***** DOCUMENT *****

Lors de sa rencontre avec Gilles
Perrault, en 1978, le commissaire Alessandra déclara à l'écrivain
que Christian Ranucci avait bien passé la
nuit du 2 au 3 juin 1974 à Marseille.
"Nous le savons de façon
certaine parce qu'il a eu un accident de la circulation
le dimanche en fin d'après-midi. Il a renversé un
chien dans le quartier Saint-Michel. Le propriétaire
du chien et lui ont échangé leurs identités
pour les problèmes d'assurance."
Selon le commissaire, ce témoignage
n'aurait jamais été évoqué car
cette personne ne se serait manifestée qu'après
la clôture de l'instruction, mais avant le
procès.
Le même commissaire affirma
en revanche, le 1er février 1979, lors de
la conférence de presse organisée par
le Garde des Sceaux, que ces propos étaient
inexacts et que les faits rapportés n'étaient
que pure invention.
Gilles Perrault retrouva toutefois
le propriétaire du chien, Mr Daniel Moussy,
au début des années 1980. Ce dernier
lui déclara que le dimanche 2 juin 1974 vers
20h30, dans les quartiers nord de Marseille, il avait
vu un chien jaillir d'un couloir d'immeuble et se
jeter sous les roues d'un coupé Peugeot 304
qu'il suivait. N'ayant pu éviter le choc,
le chauffeur de la Peugeot s'arrêta; de même
que Mr Moussy, qui rejoignit l'autre conducteur,
visiblement désolé de ce qui s'était
passé.
Mr Moussy lui laissa ses coordonnées en lui promettant de témoigner,
le cas échéant, pour sa compagnie d'assurances.
Mr Moussy déclara également
avoir reçu, quelques jours plus tard, selon
lui avant le 15 juillet 1974, la visite de deux ou
trois policiers qui lui demandèrent s'il reconnaissait
Christian Ranucci. Ils avaient en effet trouvé son
nom et son adresse sur ce dernier.
Un procès-verbal fut ensuite rédigé et signé par
le témoin.
Le commissaire divisionnaire Le
Bruchec, mandaté par le Garde des Sceaux dans
le cadre de la seconde requête en révision,
entendit Mr Moussy et confirma la crédibilité et
la réalité de ses propos. "Il
demeure, écrivit le commissaire, que
le récit de Moussy apparaît tout à fait
sincère et exact."
Daniel Moussy précisa que
l'un des policiers venus l'interroger en 1974 était
Mathieu Fratacci, l'un des enquêteurs dans
ledossier Ranucci.

*****

TRAVAIL À FAIRE:
1: Citez mot pour mot un passage du texte sur l'affaire Ranucci : commencez aux mots « Gilles Perrault retrouva » et arrêtez-vous après « sa compagnie d'assurances. ».
2: Poursuivez le texte sur l'affaire Ranucci en reprenant juste après sa dernière phrase.

***** DONNÉES FOURNIES *****

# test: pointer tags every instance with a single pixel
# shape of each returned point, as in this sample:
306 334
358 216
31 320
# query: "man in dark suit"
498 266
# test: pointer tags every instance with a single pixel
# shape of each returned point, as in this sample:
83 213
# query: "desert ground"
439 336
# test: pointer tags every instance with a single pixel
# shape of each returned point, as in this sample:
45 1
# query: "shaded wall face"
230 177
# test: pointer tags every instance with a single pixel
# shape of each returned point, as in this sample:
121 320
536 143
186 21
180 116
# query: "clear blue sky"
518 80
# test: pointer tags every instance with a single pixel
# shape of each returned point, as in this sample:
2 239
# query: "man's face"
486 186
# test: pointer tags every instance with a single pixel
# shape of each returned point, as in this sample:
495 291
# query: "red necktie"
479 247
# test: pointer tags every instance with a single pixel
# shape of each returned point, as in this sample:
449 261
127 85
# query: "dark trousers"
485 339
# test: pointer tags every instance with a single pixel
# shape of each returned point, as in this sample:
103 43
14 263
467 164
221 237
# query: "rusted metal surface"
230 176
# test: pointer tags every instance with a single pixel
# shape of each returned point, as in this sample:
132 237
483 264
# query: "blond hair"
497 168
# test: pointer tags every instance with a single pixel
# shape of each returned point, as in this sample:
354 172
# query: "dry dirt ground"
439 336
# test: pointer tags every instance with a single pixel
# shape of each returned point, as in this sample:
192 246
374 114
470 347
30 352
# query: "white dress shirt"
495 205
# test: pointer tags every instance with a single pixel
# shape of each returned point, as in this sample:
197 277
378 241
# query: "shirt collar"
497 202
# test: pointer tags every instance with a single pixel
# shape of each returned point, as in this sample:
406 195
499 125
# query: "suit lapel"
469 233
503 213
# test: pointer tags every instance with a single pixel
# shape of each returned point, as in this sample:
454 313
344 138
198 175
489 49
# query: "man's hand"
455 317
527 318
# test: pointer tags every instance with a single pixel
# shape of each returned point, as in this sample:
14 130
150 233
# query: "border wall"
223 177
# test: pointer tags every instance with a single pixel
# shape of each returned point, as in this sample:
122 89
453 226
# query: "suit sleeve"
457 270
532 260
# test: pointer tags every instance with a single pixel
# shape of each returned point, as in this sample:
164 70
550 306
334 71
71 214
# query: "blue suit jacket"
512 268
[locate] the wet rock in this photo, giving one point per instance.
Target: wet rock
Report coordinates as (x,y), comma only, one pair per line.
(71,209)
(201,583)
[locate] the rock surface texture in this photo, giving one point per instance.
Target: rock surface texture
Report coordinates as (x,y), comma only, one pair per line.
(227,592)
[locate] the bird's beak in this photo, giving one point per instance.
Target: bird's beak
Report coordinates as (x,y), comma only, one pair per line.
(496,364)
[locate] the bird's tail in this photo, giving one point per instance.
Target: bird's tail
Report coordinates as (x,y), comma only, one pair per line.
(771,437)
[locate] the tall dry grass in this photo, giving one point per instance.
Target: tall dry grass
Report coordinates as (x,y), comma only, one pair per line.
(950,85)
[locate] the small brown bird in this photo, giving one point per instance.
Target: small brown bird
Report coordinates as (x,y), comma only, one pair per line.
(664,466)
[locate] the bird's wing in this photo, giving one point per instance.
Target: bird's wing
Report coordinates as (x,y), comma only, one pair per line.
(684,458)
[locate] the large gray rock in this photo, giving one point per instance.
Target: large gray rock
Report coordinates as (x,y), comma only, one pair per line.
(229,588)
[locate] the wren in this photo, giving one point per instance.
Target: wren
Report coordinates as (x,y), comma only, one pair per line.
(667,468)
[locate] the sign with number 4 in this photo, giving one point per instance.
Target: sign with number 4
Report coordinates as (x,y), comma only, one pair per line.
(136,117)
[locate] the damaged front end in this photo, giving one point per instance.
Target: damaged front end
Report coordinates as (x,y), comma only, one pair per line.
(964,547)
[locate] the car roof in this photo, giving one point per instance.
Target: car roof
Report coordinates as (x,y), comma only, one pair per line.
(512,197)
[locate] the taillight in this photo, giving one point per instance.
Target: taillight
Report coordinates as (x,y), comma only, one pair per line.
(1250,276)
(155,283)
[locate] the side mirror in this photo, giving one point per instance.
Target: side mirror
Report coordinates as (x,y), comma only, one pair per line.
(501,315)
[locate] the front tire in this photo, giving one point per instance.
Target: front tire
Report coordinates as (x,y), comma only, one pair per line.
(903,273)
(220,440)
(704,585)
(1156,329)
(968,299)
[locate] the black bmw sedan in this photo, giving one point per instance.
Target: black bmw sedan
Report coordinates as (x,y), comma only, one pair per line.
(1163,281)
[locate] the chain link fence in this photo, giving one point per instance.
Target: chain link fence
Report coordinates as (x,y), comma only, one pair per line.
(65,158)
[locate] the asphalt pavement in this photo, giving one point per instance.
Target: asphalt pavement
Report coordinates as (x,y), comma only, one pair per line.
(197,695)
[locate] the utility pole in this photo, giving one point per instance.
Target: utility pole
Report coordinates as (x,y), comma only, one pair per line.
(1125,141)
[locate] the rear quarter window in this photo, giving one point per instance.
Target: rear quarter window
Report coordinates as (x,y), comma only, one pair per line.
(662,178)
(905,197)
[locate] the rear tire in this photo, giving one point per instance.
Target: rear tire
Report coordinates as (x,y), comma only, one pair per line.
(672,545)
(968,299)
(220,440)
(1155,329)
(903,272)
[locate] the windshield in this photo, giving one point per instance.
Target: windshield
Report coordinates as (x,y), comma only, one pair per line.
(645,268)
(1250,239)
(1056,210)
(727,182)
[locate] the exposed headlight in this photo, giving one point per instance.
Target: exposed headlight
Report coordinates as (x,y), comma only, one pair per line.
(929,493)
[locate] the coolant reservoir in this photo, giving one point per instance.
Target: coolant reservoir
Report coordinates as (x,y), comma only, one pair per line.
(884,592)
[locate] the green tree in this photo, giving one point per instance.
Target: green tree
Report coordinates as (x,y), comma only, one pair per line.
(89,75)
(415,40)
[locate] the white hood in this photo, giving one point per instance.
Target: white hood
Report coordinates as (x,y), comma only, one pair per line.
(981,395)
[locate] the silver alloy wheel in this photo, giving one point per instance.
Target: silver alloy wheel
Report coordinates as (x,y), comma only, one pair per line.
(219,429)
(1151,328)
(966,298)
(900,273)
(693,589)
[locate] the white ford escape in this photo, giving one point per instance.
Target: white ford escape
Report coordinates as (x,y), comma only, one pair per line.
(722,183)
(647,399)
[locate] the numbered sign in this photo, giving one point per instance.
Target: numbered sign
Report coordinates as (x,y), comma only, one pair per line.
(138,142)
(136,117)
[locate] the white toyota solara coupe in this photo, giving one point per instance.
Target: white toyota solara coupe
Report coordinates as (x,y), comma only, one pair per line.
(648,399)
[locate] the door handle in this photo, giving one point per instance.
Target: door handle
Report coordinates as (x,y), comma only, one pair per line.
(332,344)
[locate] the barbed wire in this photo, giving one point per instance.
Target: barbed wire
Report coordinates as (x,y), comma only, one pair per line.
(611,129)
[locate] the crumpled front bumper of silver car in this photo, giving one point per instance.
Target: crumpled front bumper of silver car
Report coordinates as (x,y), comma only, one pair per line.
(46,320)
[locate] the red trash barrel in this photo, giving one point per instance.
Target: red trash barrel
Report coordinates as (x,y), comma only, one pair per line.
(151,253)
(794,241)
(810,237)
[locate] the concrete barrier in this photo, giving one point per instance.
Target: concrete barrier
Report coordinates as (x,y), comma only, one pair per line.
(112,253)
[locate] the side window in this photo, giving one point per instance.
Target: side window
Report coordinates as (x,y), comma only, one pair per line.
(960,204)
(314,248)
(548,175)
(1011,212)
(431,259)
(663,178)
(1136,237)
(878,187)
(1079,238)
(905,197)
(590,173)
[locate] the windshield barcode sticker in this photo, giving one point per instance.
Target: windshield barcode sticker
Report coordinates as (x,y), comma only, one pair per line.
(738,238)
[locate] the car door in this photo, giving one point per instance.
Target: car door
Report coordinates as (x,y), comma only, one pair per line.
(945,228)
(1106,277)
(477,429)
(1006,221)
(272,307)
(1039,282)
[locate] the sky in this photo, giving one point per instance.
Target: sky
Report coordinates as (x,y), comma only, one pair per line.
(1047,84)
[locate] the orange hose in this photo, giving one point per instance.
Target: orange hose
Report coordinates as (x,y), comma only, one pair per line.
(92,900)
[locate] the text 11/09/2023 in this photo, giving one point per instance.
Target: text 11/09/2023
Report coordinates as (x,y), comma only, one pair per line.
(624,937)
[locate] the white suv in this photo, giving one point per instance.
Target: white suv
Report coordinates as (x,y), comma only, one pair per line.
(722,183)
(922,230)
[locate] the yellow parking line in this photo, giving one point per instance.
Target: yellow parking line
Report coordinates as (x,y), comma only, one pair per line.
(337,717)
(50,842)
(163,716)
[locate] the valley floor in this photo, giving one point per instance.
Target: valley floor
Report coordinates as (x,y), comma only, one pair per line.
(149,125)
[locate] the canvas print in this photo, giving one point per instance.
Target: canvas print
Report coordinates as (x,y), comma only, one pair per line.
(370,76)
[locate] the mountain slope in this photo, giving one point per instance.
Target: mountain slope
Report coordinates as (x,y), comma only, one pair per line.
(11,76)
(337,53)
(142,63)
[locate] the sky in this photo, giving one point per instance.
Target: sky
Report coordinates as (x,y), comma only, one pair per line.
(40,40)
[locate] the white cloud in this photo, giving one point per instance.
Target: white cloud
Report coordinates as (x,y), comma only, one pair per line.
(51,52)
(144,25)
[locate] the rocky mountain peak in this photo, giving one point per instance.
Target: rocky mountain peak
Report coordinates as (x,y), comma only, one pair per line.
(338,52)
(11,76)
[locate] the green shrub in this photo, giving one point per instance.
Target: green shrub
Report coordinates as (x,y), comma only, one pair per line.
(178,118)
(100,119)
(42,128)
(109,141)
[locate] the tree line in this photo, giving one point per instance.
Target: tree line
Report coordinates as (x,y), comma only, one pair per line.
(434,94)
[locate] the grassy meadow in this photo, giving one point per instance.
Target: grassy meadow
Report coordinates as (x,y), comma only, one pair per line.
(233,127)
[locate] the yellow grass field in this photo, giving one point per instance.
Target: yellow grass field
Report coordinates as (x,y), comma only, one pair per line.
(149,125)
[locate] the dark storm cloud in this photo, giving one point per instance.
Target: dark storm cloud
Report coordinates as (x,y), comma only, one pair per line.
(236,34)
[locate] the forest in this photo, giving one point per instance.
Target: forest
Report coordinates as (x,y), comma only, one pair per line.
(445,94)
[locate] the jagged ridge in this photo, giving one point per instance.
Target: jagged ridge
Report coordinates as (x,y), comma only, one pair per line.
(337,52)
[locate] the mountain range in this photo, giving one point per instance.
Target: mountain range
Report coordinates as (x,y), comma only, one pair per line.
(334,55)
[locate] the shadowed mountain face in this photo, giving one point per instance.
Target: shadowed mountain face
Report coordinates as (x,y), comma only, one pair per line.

*****

RÉSULTATS DE L'EXERCICE:
1:
Gilles Perrault retrouva toutefois
le propriétaire du chien, Mr Daniel Moussy,
au début des années 1980. Ce dernier
lui déclara que le dimanche 2 juin 1974 vers
20h30, dans les quartiers nord de Marseille, il avait
vu un chien jaillir d'un couloir d'immeuble et se
jeter sous les roues d'un coupé Peugeot 304
qu'il suivait. N'ayant pu éviter le choc,
le chauffeur de la Peugeot s'arrêta; de même
que Mr Moussy, qui rejoignit l'autre conducteur,
visiblement désolé de ce qui s'était
passé.
Mr Moussy lui laissa ses coordonnées en lui promettant de témoigner,
le cas échéant, pour sa compagnie d'assurances.

2:
L'inspecteur marseillais dut, bien malgré lui, reconnaître avoir été envoyé par
son supérieur, le commissaire Alessandra, à une époque
qu'il ne pouvait plus préciser.
Mr Alessandra, à son tour
auditionné, fut obligé, lui aussi,
de reconnaître la réalité des
faits: une "rumeur" lui serait parvenue
en 1975 ou 1976 concernant cet accident; il ne se
souvenait plus du nom des fonctionnaires à qui
il avait confié la mission; l'inspecteur Fratacci
lui aurait finalement indiqué que ses recherches
avaient été infructueuses; il ajoutait également
que le compte rendu avait été verbal...
Bien des efforts pour essayer tant bien que mal de
dissimuler la réalité des faits.
Ainsi donc, le commissaire ayant
dirigé l'enquête dans l'affaire Ranucci,
avait sciemment trompé la justice en cachant
un fait essentiel sur l'emploi du temps du futur
condamné, la veille de l'enlèvement
de la fillette.
Mr Fratacci affirmait dans son livre "Qui
a tué Ranucci?" ceci: " De toutes
façons, ce témoignage n'aurait rien
changé puisqu'il se serait reporté à des évènements
antérieurs à l'enlèvement et
au crime. Que Ranucci ait passé la nuit à dormir
dans sa voiture en rase campagne, du côté de
Salernes, ou à lever le coude dans les bars
louches de Marseille, n'infléchissait pas
le cours de l'histoire en sa faveur. Il ne devient
assassin que le lendemain, après 12h30, heure
de l'accident. Qu'il soit à Salernes ou à Marseille,
dans les deux cas, il a largement le temps d'enlever
la fillette et de la tuer." Il écrivait également: "Au
contraire de ce que certains avancent, dans cette
enquête, ceci venait à charge et non à décharge
de Ranucci. S'il avait menti pour une question aussi
secondaire que le lieu de sa présence, il
pouvait mentir également sur d'autres points
plus importants."
Le problème pour Mr Fratacci
et les autres enquêteurs est qu'une enquête
importante et une pièce ont été extirpées
du dossier et par conséquent non portées à la
connaissance du magistrat instructeur, de la défense
et de la cour d'assises. Ce qui, en soi, est inacceptable.
De plus, contrairement à ce
qui écrivit l'inspecteur, l'épisode
Moussy était à décharge de Christian
Ranucci, car son omission dans les aveux rendait
ceux-ci bien peu crédibles dans le déroulé des évènements.
Mr Fratacci oubliait que ses collègues et lui étaient intimement
convaincus, dès son interpellation, de la culpabilité de Christian
Ranucci. Et que la révélation de ce témoignage contredisait
a posteriori le contenu des aveux.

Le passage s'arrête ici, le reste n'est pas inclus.